[Extracted text]

#####

Despite their widespread use, a gap remains between the theoretical understanding
of random forests and their practical performance. This algorithm, which relies on
complex data-dependent mechanisms, is difficult to analyze and its basic mathematical
properties are still not well understood.
As observed by Denil et al. (2014), this state of affairs has led to polarization
between theoretical and empirical contributions to the literature. Empirically focused
papers describe elaborate extensions to the basic random forest framework but come
with no clear guarantees. In contrast, most theoretical papers focus on simplifications
or stylized versions of the standard algorithm, where the mathematical analysis is more
tractable.

#####

[Given material]
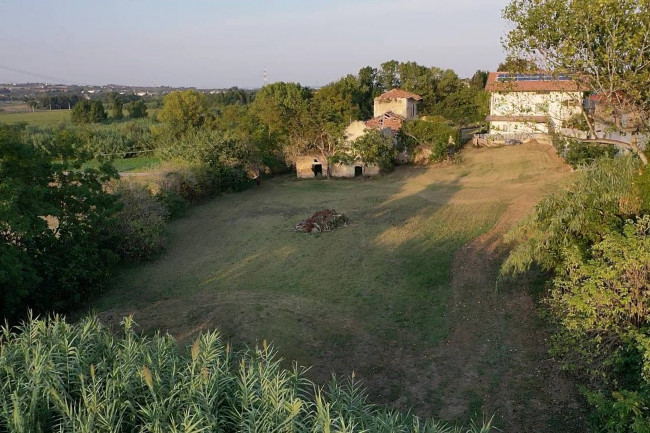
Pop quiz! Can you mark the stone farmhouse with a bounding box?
[485,72,584,141]
[296,89,422,178]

#####

[Instructions]
• 1. Translate this sentence from the passage on random forests into French: "Empirically focused papers describe elaborate extensions to the basic random forest framework but come with no clear guarantees."
• 2. In one to three sentences, explain why the passage on random forests says the algorithm is difficult to analyze.
• 3. Write the next few sentences of the passage on random forests, continuing after its final sentence.
The material is not needed for this work.

[Responses by task]
• 1. Les articles à orientation empirique décrivent des extensions élaborées du cadre de base des forêts aléatoires, mais ne s'accompagnent d'aucune garantie claire.

• 2. The algorithm relies on complex data-dependent mechanisms. For this reason, it is difficult to analyze, and its basic mathematical properties are still not well understood.

• 3.
A basic framework to assess the theoretical properties of forests involves models
in which partitions do not depend on the training set Dn . This family of simplified
models is often called purely random forests, for which X = [0, 1]d . A widespread
example is the centered forest, whose principle is as follows: (i) there is no resampling
step; (ii) at each node of each individual tree, a coordinate is uniformly chosen in
{1, . . . , p}; and (iii) a split is performed at the center of the cell along the selected
coordinate. The operations (ii)–(iii) are recursively repeated k times, where k ∈ N is a
parameter of the algorithm. The procedure stops when a full binary tree with k levels
is reached, so that each tree ends up with exactly 2k leaves. The final estimation at the
query point x is achieved by averaging the Yi corresponding to the Xi in the cell of x.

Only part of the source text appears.